WHAT IS REQUIRED -> The answer must consist of every line in the data that contains "subject".

MATERIAL TO PROCESS ->
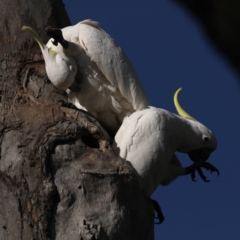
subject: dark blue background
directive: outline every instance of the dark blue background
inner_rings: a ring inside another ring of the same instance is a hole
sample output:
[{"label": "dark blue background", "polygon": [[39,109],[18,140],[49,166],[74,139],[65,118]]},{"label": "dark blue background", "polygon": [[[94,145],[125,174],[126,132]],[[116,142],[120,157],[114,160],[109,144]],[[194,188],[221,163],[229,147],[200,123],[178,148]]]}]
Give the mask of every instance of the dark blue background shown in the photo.
[{"label": "dark blue background", "polygon": [[[196,21],[171,1],[64,2],[72,24],[98,21],[119,43],[153,106],[176,113],[173,94],[183,87],[182,106],[218,139],[209,161],[220,177],[206,172],[210,183],[180,177],[152,196],[166,219],[155,226],[155,239],[240,239],[240,86],[234,70]],[[187,155],[179,158],[184,166],[192,163]]]}]

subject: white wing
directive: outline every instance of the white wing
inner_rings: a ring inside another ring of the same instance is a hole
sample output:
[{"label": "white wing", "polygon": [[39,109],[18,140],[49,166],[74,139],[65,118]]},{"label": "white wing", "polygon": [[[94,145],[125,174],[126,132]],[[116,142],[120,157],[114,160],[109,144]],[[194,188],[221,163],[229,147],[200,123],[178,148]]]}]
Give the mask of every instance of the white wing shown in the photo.
[{"label": "white wing", "polygon": [[107,80],[138,111],[150,105],[135,69],[118,44],[89,21],[79,24],[79,42]]}]

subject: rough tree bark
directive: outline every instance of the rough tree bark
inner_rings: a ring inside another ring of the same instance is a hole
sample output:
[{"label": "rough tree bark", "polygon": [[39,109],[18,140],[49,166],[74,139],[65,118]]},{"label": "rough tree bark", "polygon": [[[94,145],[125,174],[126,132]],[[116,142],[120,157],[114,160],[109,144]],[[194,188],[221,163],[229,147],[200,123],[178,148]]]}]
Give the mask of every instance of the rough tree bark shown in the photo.
[{"label": "rough tree bark", "polygon": [[240,1],[173,0],[199,20],[213,46],[240,74]]},{"label": "rough tree bark", "polygon": [[[0,239],[152,240],[153,207],[89,114],[47,79],[33,27],[70,24],[61,0],[0,0]],[[79,19],[80,20],[80,19]]]}]

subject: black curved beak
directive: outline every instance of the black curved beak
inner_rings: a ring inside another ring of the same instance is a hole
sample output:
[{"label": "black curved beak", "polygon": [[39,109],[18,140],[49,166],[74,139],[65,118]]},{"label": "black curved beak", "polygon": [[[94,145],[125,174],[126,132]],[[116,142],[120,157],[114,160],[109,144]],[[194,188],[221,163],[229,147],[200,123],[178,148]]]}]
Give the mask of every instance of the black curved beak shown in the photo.
[{"label": "black curved beak", "polygon": [[60,43],[63,46],[63,48],[68,47],[68,42],[64,40],[61,29],[48,26],[44,30],[49,37],[54,39],[52,43],[55,46],[57,46],[58,43]]},{"label": "black curved beak", "polygon": [[200,161],[206,162],[210,157],[210,155],[211,155],[211,151],[207,148],[193,150],[188,153],[189,158],[193,162],[200,162]]}]

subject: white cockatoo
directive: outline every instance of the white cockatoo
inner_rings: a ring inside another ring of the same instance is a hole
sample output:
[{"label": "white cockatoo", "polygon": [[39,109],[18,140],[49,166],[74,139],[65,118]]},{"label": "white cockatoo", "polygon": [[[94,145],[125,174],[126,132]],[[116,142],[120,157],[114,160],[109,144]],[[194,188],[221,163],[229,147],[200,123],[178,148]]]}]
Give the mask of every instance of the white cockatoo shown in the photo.
[{"label": "white cockatoo", "polygon": [[[62,75],[65,86],[71,86],[67,90],[70,102],[94,115],[111,133],[117,132],[124,117],[150,105],[132,63],[99,23],[85,20],[61,30],[47,27],[52,38],[46,47],[32,29],[24,29],[40,45],[52,83],[58,87],[54,74]],[[58,55],[69,59],[64,70],[55,63]]]},{"label": "white cockatoo", "polygon": [[[168,185],[179,176],[192,174],[197,170],[206,180],[201,167],[218,170],[205,162],[217,147],[214,134],[203,124],[186,113],[178,102],[178,89],[174,103],[180,116],[167,110],[149,107],[126,117],[118,130],[113,147],[129,161],[139,178],[143,194],[150,198],[159,185]],[[190,167],[182,167],[175,152],[188,153],[194,161]],[[163,221],[160,206],[153,200],[155,210]],[[157,209],[159,207],[159,209]]]},{"label": "white cockatoo", "polygon": [[40,46],[45,60],[46,72],[53,85],[60,90],[67,90],[74,86],[77,74],[76,61],[64,49],[57,52],[48,48],[32,28],[23,26],[22,29],[29,31]]}]

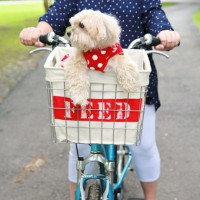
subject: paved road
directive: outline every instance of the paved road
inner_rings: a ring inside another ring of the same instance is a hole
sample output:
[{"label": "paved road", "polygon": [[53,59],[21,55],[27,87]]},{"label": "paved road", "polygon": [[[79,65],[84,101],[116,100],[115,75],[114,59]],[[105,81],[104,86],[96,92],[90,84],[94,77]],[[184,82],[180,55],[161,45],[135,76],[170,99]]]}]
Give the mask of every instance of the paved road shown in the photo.
[{"label": "paved road", "polygon": [[[178,5],[166,12],[182,35],[171,59],[156,56],[162,108],[157,136],[162,158],[158,200],[195,200],[200,196],[200,34],[191,14],[200,5]],[[40,62],[40,65],[44,61]],[[44,72],[28,74],[0,105],[0,197],[2,200],[68,198],[67,145],[50,141]],[[126,196],[142,196],[134,174]]]},{"label": "paved road", "polygon": [[169,52],[169,60],[155,56],[162,101],[157,114],[162,163],[158,200],[195,200],[200,196],[200,34],[191,16],[199,7],[180,4],[166,9],[181,33],[181,46]]}]

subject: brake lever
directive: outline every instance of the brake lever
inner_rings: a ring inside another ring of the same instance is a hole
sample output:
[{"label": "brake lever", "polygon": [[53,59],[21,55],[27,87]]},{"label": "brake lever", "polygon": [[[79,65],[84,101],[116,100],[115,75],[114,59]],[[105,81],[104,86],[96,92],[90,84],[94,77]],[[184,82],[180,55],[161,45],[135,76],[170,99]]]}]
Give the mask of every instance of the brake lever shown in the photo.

COMPLETED TASK ->
subject: dark blue background
subject: white wing
subject: rough tree bark
subject: black curved beak
subject: white cockatoo
subject: paved road
subject: brake lever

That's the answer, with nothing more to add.